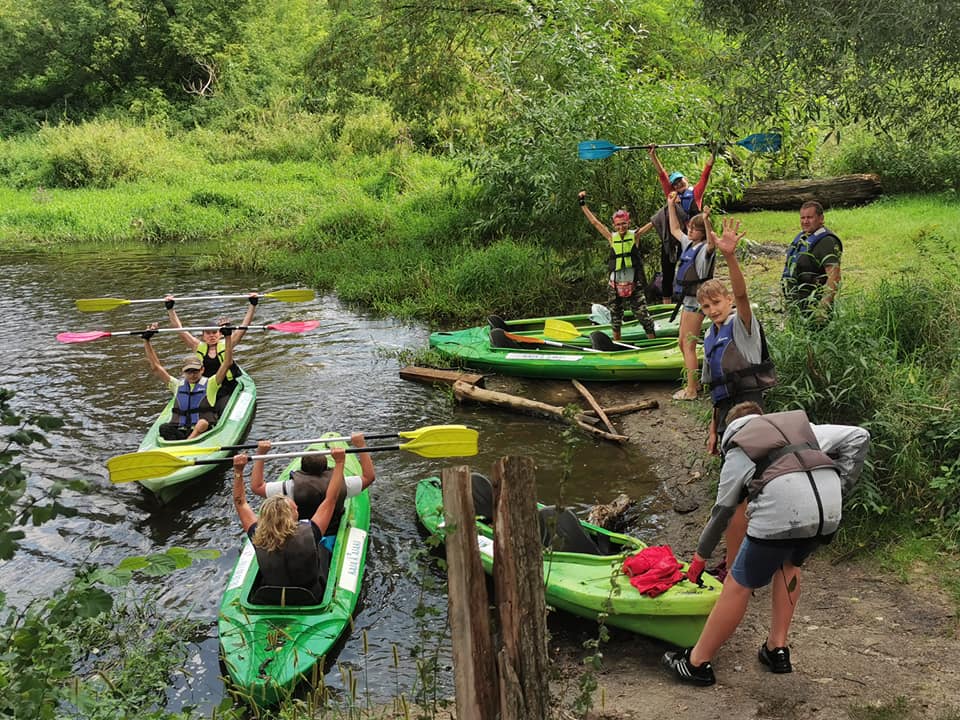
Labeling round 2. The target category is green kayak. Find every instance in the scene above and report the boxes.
[217,443,370,707]
[138,373,257,502]
[491,305,710,347]
[430,326,684,381]
[416,473,721,647]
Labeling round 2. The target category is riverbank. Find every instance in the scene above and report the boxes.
[551,384,960,720]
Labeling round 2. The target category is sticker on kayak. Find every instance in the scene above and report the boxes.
[507,353,583,362]
[227,542,257,590]
[230,393,253,420]
[477,535,493,557]
[337,528,367,593]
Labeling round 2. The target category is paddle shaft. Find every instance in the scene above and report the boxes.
[184,438,401,465]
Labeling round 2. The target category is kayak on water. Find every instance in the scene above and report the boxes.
[416,473,722,647]
[137,373,257,502]
[217,434,370,707]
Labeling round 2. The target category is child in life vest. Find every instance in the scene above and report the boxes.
[579,190,656,340]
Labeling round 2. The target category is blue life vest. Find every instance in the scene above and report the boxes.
[673,242,713,302]
[703,316,777,405]
[174,380,209,427]
[781,226,843,292]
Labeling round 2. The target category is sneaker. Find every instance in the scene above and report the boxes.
[660,648,717,685]
[757,641,793,674]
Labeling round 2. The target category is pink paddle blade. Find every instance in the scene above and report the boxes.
[267,320,320,332]
[57,330,110,343]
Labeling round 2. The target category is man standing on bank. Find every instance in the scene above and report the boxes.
[662,402,870,685]
[780,200,843,321]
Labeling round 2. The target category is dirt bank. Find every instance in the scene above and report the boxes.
[540,384,960,720]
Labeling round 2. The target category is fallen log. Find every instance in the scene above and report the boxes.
[570,380,617,433]
[583,400,660,417]
[453,381,629,442]
[724,174,883,211]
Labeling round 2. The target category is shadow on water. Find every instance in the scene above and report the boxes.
[0,251,668,710]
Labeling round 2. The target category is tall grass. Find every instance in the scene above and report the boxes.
[769,278,960,539]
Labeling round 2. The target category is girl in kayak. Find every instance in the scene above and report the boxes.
[667,192,716,400]
[250,433,377,552]
[163,292,260,412]
[140,323,233,440]
[233,448,346,603]
[579,190,656,340]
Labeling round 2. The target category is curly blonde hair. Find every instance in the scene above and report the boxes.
[253,495,297,551]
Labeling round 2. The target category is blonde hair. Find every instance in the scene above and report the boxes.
[697,278,730,303]
[253,495,297,551]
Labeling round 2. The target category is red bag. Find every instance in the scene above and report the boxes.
[620,545,683,597]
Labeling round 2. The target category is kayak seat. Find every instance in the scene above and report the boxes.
[470,473,493,525]
[539,505,604,555]
[590,330,623,352]
[250,585,322,607]
[490,328,536,350]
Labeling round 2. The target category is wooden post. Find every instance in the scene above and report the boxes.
[443,465,498,720]
[496,457,550,720]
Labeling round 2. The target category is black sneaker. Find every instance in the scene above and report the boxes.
[660,648,717,685]
[757,641,793,674]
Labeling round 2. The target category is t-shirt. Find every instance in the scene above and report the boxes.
[700,310,763,385]
[167,376,220,407]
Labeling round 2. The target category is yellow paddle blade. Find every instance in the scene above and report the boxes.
[263,288,317,302]
[107,450,203,483]
[543,318,581,340]
[398,425,480,458]
[77,298,130,312]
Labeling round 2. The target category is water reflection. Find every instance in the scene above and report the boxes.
[0,253,651,709]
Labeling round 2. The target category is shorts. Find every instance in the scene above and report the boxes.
[730,537,819,590]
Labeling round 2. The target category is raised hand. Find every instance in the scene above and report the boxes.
[711,218,747,255]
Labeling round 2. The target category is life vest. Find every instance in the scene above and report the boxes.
[254,520,329,601]
[173,378,213,427]
[197,338,243,386]
[724,410,842,539]
[678,186,700,217]
[703,313,777,404]
[673,242,713,302]
[607,230,636,272]
[780,226,843,295]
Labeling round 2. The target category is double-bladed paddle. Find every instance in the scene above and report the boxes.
[57,320,320,343]
[77,288,316,312]
[107,425,479,483]
[577,133,782,160]
[490,328,598,352]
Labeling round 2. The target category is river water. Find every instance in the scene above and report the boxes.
[0,251,654,711]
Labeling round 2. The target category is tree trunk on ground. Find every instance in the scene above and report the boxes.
[724,174,883,210]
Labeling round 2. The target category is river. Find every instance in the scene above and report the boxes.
[0,250,654,713]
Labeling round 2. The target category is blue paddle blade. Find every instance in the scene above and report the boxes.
[577,140,620,160]
[737,133,781,152]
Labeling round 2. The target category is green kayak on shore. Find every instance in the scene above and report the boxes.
[416,473,722,647]
[430,326,684,381]
[217,443,370,707]
[491,305,710,347]
[137,373,257,502]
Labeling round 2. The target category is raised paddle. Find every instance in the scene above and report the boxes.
[57,320,320,343]
[107,425,479,483]
[577,133,782,160]
[158,425,462,456]
[77,288,316,312]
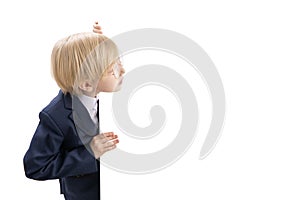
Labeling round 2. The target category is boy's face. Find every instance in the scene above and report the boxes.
[96,61,125,94]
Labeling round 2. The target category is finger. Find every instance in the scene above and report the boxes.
[93,24,102,30]
[93,29,103,34]
[102,132,115,137]
[104,145,117,152]
[104,140,119,148]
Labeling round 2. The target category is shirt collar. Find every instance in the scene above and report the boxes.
[78,95,98,112]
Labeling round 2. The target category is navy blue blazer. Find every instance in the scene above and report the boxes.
[23,91,100,200]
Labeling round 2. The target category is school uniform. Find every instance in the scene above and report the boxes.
[23,91,100,200]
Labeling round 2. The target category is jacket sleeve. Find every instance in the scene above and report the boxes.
[23,111,98,180]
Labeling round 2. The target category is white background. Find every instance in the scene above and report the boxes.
[0,0,300,200]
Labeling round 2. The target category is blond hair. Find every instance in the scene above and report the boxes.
[51,33,119,95]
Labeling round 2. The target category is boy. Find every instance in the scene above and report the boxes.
[23,24,125,200]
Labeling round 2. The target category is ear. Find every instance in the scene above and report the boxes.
[79,81,94,93]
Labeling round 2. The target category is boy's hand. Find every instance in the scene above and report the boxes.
[90,132,119,159]
[93,22,102,34]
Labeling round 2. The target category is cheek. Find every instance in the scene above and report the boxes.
[98,77,118,92]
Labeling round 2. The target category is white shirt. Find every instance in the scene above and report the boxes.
[78,95,99,125]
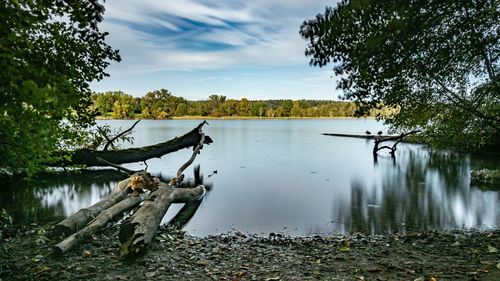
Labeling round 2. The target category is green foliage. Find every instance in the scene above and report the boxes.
[92,89,378,119]
[300,0,500,149]
[0,0,120,172]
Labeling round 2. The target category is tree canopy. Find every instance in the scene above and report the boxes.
[0,0,120,171]
[300,0,500,149]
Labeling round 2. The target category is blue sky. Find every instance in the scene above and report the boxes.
[91,0,341,100]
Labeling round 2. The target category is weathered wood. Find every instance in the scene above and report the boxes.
[51,178,131,237]
[53,193,146,255]
[51,122,212,166]
[322,133,390,140]
[119,126,206,257]
[373,130,420,154]
[119,183,205,257]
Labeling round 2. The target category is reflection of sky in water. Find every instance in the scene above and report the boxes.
[35,182,115,217]
[0,119,500,235]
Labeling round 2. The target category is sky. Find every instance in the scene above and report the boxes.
[91,0,341,100]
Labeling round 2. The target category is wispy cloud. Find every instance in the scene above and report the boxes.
[93,0,344,99]
[103,0,336,72]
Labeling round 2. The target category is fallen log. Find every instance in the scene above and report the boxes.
[53,122,212,256]
[373,130,420,157]
[53,193,147,256]
[119,183,205,257]
[51,121,212,167]
[51,171,157,237]
[51,178,130,237]
[322,133,394,140]
[119,127,206,257]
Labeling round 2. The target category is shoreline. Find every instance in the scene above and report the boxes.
[0,224,500,281]
[96,116,376,121]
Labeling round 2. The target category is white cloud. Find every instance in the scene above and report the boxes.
[103,0,336,72]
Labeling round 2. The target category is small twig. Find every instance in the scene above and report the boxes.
[169,130,208,185]
[103,119,141,151]
[96,157,137,175]
[97,126,115,150]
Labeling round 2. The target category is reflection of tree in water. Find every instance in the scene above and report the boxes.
[339,146,500,233]
[0,170,125,224]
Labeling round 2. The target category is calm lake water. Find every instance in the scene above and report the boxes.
[0,119,500,236]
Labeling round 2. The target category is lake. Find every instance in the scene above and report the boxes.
[0,119,500,236]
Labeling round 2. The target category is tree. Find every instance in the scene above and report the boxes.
[300,0,500,148]
[112,94,136,119]
[0,0,120,172]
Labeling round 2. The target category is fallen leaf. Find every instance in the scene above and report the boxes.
[488,245,498,253]
[340,247,351,252]
[31,255,43,262]
[368,267,382,273]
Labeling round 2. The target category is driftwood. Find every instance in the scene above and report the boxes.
[51,178,130,237]
[119,183,205,257]
[119,126,206,257]
[52,122,211,256]
[53,193,147,255]
[323,130,420,157]
[51,122,212,167]
[373,131,420,157]
[52,171,157,237]
[323,133,390,140]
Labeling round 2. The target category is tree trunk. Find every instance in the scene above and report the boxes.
[51,178,131,237]
[53,193,146,255]
[51,122,212,167]
[119,183,205,256]
[52,171,158,237]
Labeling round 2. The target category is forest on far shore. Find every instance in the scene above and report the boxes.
[92,89,390,119]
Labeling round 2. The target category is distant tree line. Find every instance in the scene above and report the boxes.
[92,89,387,119]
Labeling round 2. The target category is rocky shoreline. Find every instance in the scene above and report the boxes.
[0,225,500,281]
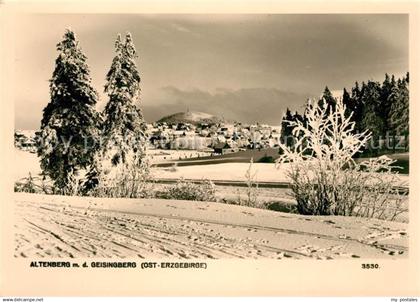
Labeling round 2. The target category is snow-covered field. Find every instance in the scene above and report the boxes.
[15,193,408,259]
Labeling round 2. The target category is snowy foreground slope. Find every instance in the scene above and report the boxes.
[15,193,408,259]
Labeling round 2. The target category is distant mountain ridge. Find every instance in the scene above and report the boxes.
[157,111,226,125]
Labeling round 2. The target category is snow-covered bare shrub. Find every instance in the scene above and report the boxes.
[83,158,153,198]
[158,179,216,201]
[14,173,54,194]
[243,158,258,207]
[277,99,406,219]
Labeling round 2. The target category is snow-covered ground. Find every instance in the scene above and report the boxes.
[14,193,408,259]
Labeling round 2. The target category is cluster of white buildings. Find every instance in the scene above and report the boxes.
[148,123,280,153]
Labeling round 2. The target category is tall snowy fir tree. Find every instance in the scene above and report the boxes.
[38,30,100,194]
[85,33,147,191]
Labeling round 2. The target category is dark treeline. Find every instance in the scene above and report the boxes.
[281,72,409,155]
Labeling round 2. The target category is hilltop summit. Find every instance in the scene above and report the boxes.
[157,111,225,125]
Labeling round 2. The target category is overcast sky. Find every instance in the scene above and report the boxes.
[14,14,408,129]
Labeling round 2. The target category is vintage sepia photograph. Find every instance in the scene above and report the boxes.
[12,13,411,261]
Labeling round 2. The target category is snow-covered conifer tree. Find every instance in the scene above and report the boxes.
[38,29,100,194]
[103,33,146,166]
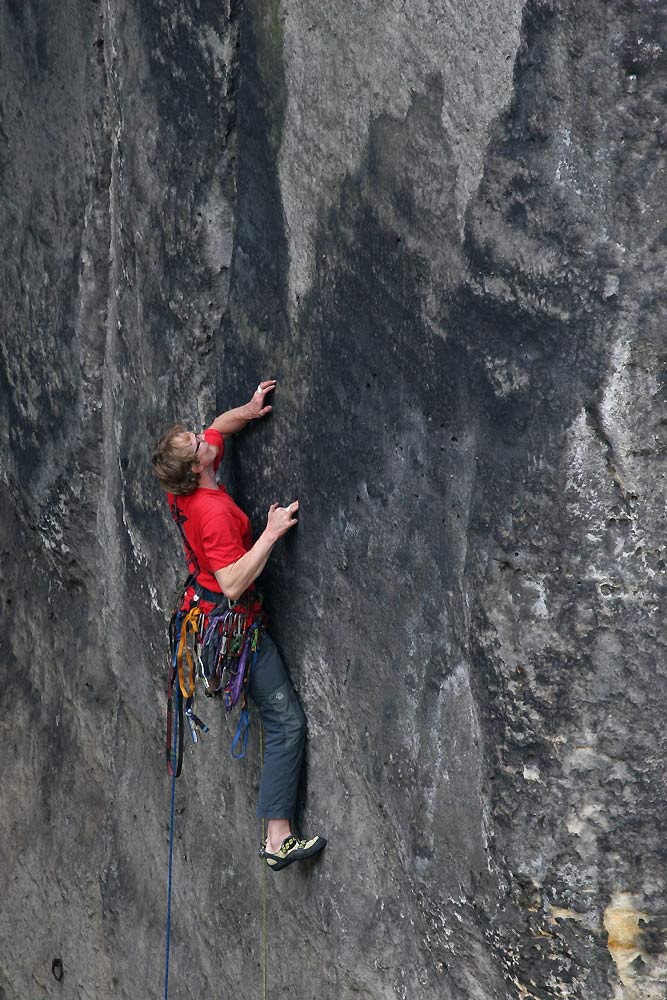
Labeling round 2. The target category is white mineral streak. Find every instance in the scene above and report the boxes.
[280,0,523,313]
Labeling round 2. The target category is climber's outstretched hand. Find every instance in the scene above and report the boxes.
[246,378,276,420]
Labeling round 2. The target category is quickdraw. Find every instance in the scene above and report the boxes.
[166,595,266,777]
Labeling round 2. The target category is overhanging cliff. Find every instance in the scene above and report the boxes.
[0,0,667,1000]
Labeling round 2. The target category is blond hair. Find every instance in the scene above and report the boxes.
[153,424,199,496]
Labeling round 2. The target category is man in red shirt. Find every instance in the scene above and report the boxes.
[153,379,326,871]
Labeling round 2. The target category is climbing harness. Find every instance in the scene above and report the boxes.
[166,588,266,764]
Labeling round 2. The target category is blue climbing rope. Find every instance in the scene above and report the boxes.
[164,684,181,1000]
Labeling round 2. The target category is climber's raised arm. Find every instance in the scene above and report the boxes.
[213,500,299,601]
[211,378,276,437]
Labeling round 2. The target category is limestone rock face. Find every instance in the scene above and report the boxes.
[0,0,667,1000]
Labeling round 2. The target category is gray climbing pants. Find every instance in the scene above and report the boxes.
[248,632,306,819]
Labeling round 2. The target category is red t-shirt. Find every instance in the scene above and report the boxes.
[167,427,252,590]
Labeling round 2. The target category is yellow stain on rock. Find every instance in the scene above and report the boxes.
[604,892,648,986]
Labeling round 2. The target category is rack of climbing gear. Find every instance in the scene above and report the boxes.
[166,580,266,776]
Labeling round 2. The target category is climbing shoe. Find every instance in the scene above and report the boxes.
[259,834,326,872]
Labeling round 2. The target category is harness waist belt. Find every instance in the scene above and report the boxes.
[192,579,225,604]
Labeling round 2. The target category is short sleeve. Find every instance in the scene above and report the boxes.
[204,427,225,472]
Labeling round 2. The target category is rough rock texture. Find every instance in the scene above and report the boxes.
[0,0,667,1000]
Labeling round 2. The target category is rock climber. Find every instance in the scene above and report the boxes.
[153,379,326,871]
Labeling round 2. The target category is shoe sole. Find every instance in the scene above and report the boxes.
[264,837,327,872]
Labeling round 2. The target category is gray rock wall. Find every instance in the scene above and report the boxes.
[0,0,667,1000]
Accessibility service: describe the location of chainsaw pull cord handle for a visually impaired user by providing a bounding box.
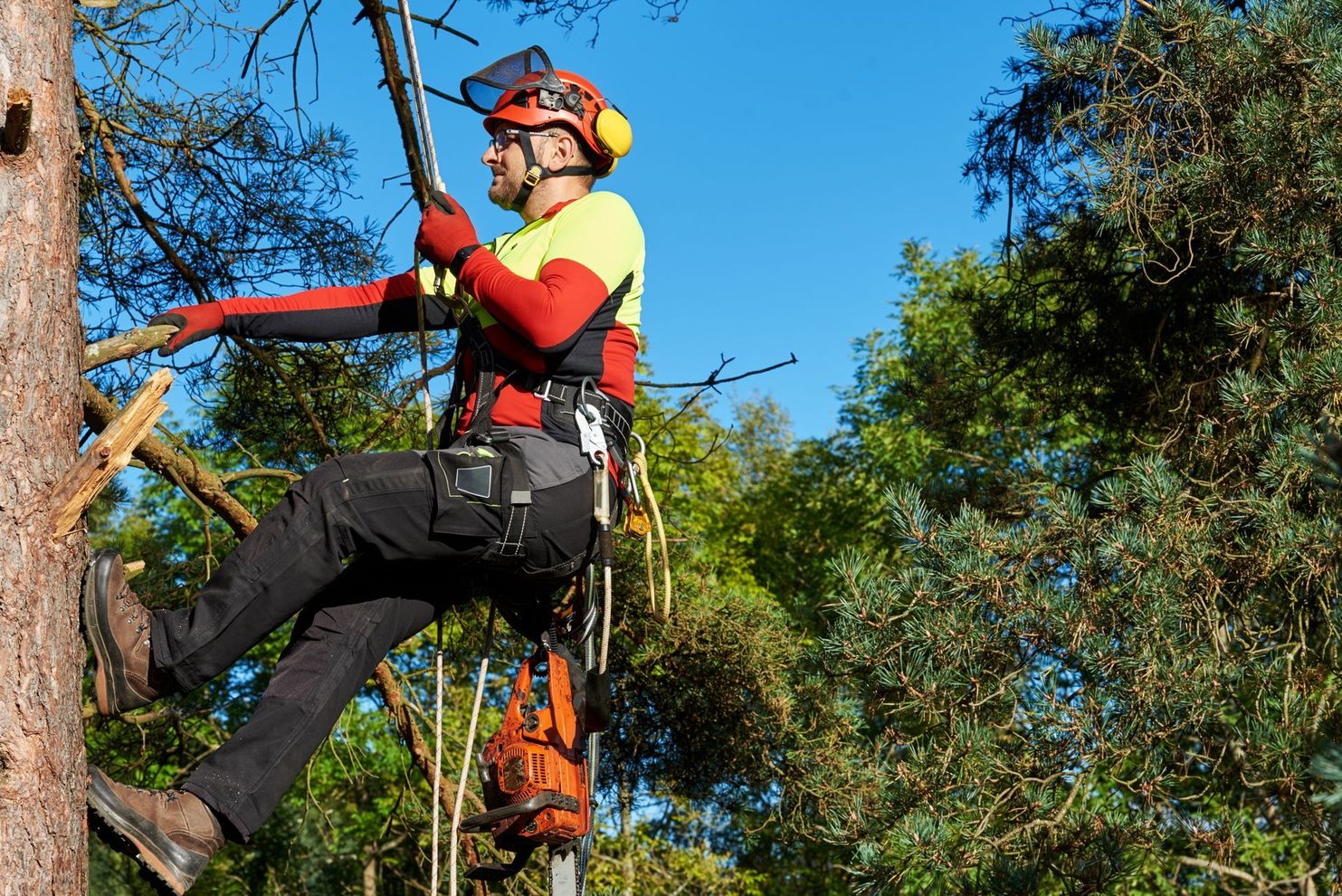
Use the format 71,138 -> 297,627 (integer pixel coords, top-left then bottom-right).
----
Request –
Could you arrange the records as a Markdown table with the columns Row and Text, starting at the line that contains "Labeling round 2. The target category is boy." and going on through the line that contains "[93,22,102,34]", with both of those lines included and blank lines left out?

Worked solution –
| Row | Text |
|---|---|
| 1 | Labeling round 2. The target category is boy. Find every instance in the scene above and report the boxes. |
| 2 | [23,24,125,200] |
| 3 | Labeling round 2. The target category is ear. Find every instance in the scene above and report the boxes. |
| 4 | [79,81,94,93] |
| 5 | Labeling round 2. The target category is boy's hand. Find every instance in the scene above and report the boxes. |
| 6 | [90,132,119,159] |
| 7 | [93,22,102,34] |